Reproduce the entries in full. Exclude all images from the copy.

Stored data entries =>
══════════
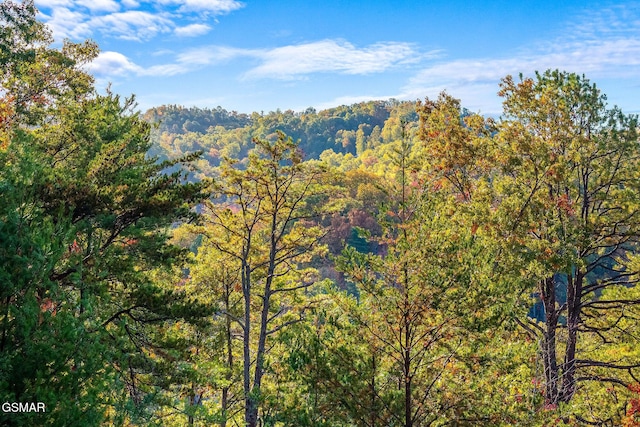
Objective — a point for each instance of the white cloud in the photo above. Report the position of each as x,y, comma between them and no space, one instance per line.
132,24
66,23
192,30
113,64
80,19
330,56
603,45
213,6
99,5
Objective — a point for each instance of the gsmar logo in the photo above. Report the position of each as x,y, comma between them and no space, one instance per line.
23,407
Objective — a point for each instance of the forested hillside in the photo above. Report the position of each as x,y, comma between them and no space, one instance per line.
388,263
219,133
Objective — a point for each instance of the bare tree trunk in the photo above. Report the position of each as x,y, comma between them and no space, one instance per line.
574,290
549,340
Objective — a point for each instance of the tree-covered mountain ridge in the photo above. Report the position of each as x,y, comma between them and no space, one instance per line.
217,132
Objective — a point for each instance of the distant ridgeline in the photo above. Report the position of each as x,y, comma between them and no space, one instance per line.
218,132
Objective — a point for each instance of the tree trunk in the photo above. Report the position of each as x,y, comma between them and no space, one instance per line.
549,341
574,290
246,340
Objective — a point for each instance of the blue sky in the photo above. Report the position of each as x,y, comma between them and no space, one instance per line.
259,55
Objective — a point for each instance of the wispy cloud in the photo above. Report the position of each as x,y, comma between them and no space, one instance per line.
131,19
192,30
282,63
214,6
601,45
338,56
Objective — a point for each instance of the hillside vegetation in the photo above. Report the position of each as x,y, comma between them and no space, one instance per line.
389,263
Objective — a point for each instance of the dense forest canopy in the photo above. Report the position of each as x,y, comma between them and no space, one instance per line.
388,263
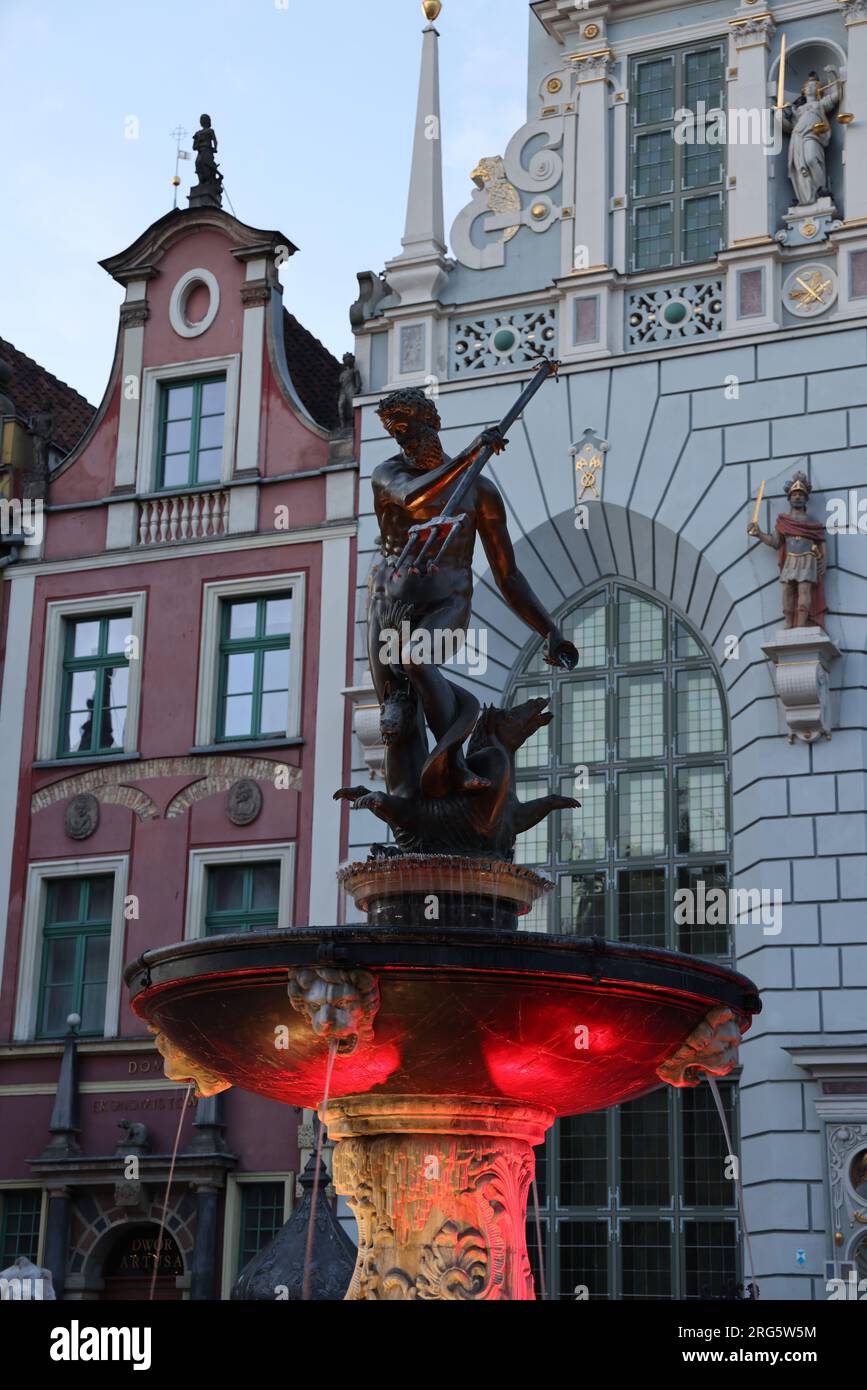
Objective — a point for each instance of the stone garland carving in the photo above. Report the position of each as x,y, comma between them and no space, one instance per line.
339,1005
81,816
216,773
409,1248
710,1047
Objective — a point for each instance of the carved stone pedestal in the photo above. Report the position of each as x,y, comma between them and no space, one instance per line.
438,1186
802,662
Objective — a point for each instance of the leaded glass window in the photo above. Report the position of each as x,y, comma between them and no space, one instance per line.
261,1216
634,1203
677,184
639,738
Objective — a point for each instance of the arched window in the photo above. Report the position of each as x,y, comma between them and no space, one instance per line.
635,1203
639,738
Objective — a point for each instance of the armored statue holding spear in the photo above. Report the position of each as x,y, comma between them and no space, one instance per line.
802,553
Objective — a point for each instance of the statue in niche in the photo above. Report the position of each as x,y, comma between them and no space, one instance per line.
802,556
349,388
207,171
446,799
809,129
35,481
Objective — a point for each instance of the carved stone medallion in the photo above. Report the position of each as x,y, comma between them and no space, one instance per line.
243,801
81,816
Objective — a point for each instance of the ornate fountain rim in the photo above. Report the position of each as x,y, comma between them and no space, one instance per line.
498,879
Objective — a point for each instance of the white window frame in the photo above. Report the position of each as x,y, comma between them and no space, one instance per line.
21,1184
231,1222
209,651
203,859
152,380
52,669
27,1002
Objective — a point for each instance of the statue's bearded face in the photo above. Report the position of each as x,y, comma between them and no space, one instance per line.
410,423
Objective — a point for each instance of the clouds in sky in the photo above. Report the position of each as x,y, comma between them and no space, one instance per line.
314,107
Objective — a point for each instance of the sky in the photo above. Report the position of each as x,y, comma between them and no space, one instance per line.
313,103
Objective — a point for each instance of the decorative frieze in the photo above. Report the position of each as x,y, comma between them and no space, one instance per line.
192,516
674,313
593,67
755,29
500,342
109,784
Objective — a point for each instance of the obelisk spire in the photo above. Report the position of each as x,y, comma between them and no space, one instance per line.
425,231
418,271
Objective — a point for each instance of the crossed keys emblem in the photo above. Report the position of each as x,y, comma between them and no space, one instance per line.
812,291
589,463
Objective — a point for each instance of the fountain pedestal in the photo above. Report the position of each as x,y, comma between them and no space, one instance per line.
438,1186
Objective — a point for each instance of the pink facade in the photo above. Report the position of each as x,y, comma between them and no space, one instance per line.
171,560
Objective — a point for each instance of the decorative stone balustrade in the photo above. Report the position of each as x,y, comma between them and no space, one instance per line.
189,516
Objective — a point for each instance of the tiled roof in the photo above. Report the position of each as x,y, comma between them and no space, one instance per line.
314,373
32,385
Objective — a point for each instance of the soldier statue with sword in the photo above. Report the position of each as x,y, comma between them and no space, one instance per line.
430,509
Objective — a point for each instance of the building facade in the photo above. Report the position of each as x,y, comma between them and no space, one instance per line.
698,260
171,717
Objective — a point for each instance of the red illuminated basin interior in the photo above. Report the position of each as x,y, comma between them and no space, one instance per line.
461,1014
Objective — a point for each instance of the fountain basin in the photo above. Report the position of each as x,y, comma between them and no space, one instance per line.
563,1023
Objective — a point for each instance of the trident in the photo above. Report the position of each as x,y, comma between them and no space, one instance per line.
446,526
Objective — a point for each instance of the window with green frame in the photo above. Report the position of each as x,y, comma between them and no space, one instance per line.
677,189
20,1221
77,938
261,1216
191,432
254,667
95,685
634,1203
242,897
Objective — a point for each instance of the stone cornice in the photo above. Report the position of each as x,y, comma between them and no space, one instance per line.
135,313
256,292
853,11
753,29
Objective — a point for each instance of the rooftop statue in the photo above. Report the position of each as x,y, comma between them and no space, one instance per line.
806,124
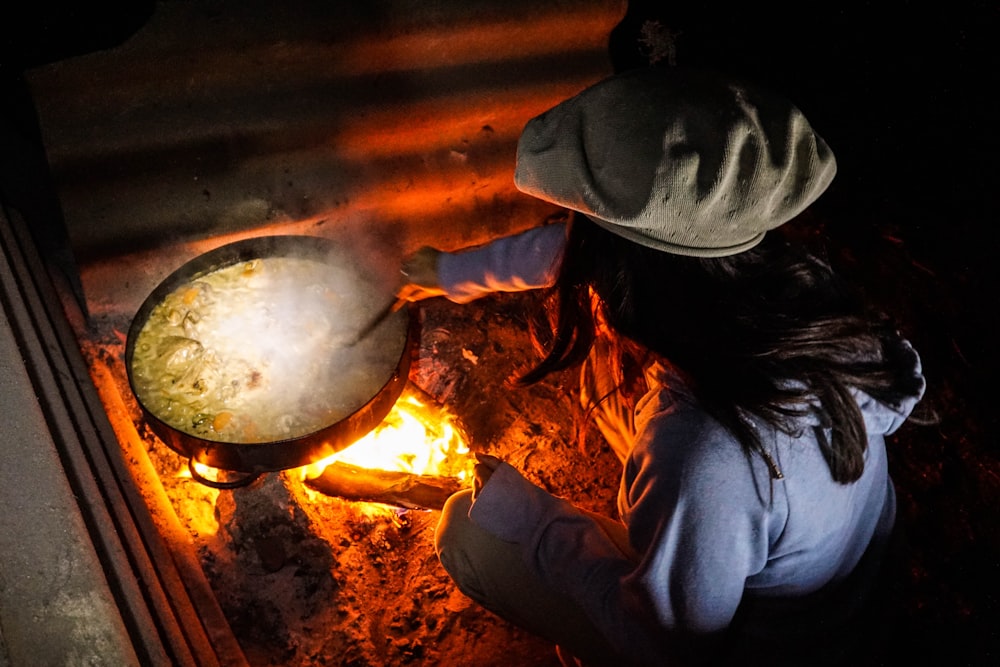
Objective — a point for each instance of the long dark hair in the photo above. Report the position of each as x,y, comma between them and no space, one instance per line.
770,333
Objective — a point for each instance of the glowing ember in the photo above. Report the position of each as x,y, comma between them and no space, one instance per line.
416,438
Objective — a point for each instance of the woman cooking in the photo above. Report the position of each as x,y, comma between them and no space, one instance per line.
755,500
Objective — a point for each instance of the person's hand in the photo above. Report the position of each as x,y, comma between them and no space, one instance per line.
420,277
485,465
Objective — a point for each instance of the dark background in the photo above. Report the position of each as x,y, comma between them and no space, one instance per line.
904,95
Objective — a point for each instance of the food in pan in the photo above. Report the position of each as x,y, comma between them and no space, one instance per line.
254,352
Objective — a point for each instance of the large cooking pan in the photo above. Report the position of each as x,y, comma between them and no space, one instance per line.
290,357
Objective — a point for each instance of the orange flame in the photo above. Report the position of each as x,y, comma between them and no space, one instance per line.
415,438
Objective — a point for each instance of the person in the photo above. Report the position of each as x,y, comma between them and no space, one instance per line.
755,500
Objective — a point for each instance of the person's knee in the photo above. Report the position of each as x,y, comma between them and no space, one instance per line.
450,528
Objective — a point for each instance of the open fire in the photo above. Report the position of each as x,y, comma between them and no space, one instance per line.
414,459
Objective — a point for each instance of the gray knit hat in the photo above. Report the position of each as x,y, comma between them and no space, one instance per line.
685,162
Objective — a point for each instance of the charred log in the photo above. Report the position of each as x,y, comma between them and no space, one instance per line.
══════════
RESULT =>
Objective — a point for each instance of the white cloud in the photo above. Report the position of each as x,y, comma between them and no space, one instance per line.
132,24
66,23
192,30
113,64
80,19
330,56
603,45
213,6
99,5
Objective — a point for each instance of the gsmar logo in the photo above. Report the position of each as x,y, comma between them and no space, one instance per line.
23,407
Objective — a point for each instance of the forested hillside in the photo above. Report the position of each as x,y, comma between them and no space, one instance per line.
388,263
219,133
Objective — a point for each instance of the bare tree trunk in the photo above. Report the position of each as x,y, comma between them and no space, one instance per line.
574,290
549,340
Objective — a point for each instance of the tree-covered mountain ridge in the photo above. Report the position of each as x,y, comma between them and no space, one instance per line.
217,132
Objective — a point for each instance of the distant ridgeline in the photo above. Report the position of each as x,y, comma between them and no space, one instance per line.
218,132
Objective — a point for each instance of the tree trunk in the photo above. Report the position of each as x,y, comma between them and no space, one instance per line.
549,341
574,290
246,340
Objective — a point for each instance of the blue sky in the photo above. Report the position of each as x,y, comma between them and no space, one instance per line.
259,55
Objective — a point for each instance of the wispy cloud in the photo above. Report the position of each as x,y, comma between them and no space, one instance per line.
131,19
192,30
282,63
214,6
601,45
338,56
Objective — a point for each instance of the hillside vegetation in the photo above. Report the position of each as x,y, comma between them and no space, one instance per line.
389,263
Objective — a point for each instance of the dense forest canopy in the photo above. Report the position of each as x,y, comma between them and no space, one instance per line.
388,263
Objective — a point for each instance of the stone garland carving in the photo above. Report the position of each as x,y, comma between them and no space, one instance per line.
339,1005
81,816
216,773
409,1248
710,1047
Objective — a point for each instance of the carved stone pedestal in the photo above. Report the position of each as x,y, comma between them and no space, one instance per line.
438,1186
802,662
Objective — a point for each instance of the leaded glass window in the photo above. Report the position of each as x,y, comma between them and no space, one instance per line.
261,1216
634,1203
677,184
639,738
Objective — a point for each instance of the arched window in the photo above. Report the position of each as x,y, comma between them and no space, one instance per line.
635,1203
639,738
Objective — a point for each instance of the armored statue holding spear in the photo above. Report the position of each as x,y, comma between them and no space, one instance per line.
802,553
Objective — a point for each instance of the statue in niche in the photo above. Report the position of each as x,y, comma between them and no space, one instance per line.
802,556
349,388
207,171
446,799
809,129
35,481
Objective — a point for each instance of the carved stone medallion in the photo above. Report the position of each as x,y, comma between them and no space, one instance per line.
243,801
81,816
Objective — a point for each instance of the ornate fountain rim in the photo above. Report the position of each as x,y, comma between them and no space, one instance per line.
498,879
Objective — a point for each instance of the white window frame in the photo above. Report the position of each as x,y, comma between them and no space, one instance per line.
21,1184
231,1222
209,651
203,859
152,380
52,669
27,1002
Objective — a point for each instance of the statue's bearded face in the photo above. Report the position of each as x,y, comma between them and no space, one instance per line.
410,423
Objective — a point for each instance of the clouds in sky in the photo above. Report the position of each as x,y, comma between them and no space, one instance per line.
314,107
Objective — a point for each instance of the sky in the photo above. Report the position of each as x,y, comma between them and no space, one instance per line.
313,103
Objective — a point for each instance of the decorative frieze in the photo above. Report the position of each as x,y, comma between them and no space, one instance per line.
192,516
674,313
593,67
755,29
500,342
109,784
Objective — a point for each instance of the obelisk spire in the photo above. Report the position of each as x,y, comma between them and no space, one instance per line.
425,231
418,271
Objective — a point for each instance of the crossed keys emblem in the photo above. Report the position of each as x,y, comma between them and no space, one instance per line.
812,291
589,463
Objective — a point for each instance of the fountain pedestal in the photo above. Report the position of each as x,y, comma between them and no space, one instance per line.
438,1186
Objective — a point for each instance of the pink facade in the photo above. Report the position of each as x,y, comma between them and no space, one instance per line.
171,560
Objective — a point for each instance of the decorative stone balustrade in the photo above. Report the position of each as x,y, comma between them and no space, one instance per line.
189,516
Objective — a point for each instance of the tiled roof in the photo above. Report the position of each as x,y, comma between them and no space, one instance per line.
314,373
32,385
Objective — a point for each instance of the soldier statue with sword in the photo above. Report the position of each as x,y, comma between them and no space, one instance per line.
430,509
Objective — a point for each instance of the building facade in the photo above. Report the position of each as x,y, comma between them and no space, one instance per line.
698,260
171,717
Objective — a point for each instance of the red illuminated basin interior in the photo above. Report the position of each as x,y, comma between them and no space, one instance per line.
461,1014
Objective — a point for each instance of the fountain basin in the photo above. Report the position of each as x,y, comma between them and no space, one instance per line.
563,1023
Objective — a point for each instance of the trident in the photo above. Report the position of each as x,y, comma between them and no space, one instance per line.
446,526
Objective — a point for each instance of the window with green frame in the photo above. Report the position of each as x,y, comma between them and no space, one instance per line.
677,189
20,1221
77,938
261,1216
191,432
254,667
95,685
634,1203
242,897
Objective — a point for each instance of the stone cornice in the photo above. Report the position of each as x,y, comma between them and no space, one instance per line.
135,313
256,292
853,11
753,29
Objective — a point for each instance of the rooftop statue in the photo above. Report the position of each as x,y, comma between them and no space, one instance per line.
806,124
Objective — a point for each instance of the long dark hair in the photo above. Report the position of each as x,y, comma between them and no space, one instance per line.
770,333
Objective — a point for each instance of the glowing ember in the photo above. Report the position of each as x,y, comma between them and no space, one instance per line.
416,438
Objective — a point for each instance of the woman cooking in the photo above. Report the position of each as x,y, comma between them and no space, one instance per line.
755,500
Objective — a point for each instance of the person's hand in the photo above. Report the position of each as x,y, comma between them and no space, one instance per line.
420,277
485,465
Objective — a point for each instance of the dark background in the photo above. Report the position of each as x,y, comma between them and no space, one instance per line.
904,95
Objective — a point for each instance of the food in pan in the photo above. Report the position of each as x,y, comma between them and no space, one instance per line.
254,352
Objective — a point for each instance of the large cooking pan in the photo above. Report the position of each as x,y, comma between them and no space, one instance per line.
290,357
Objective — a point for each instance of the orange flame in the photo above. Report the position of each as x,y, comma between them and no space, one instance per line.
415,438
Objective — a point for each instance of the person in the photo above. Report the position of each as x,y, comma between them and no space, one instance per line.
755,500
Objective — a point for each instance of the person's knee in the photo above. Report the position of each as x,y, comma between them and no space, one instance per line.
450,528
Objective — a point for each instance of the open fire in the photo above. Report the position of each as x,y, comma between them and no space, one instance per line.
414,459
Objective — a point for each instance of the gray knit hat in the photo above. Report the position of each as x,y, comma between them and no space, one instance per line.
685,162
Objective — a point for each instance of the charred log in the photo above. Report the position of each as x,y, comma between them and no space, one instance per line.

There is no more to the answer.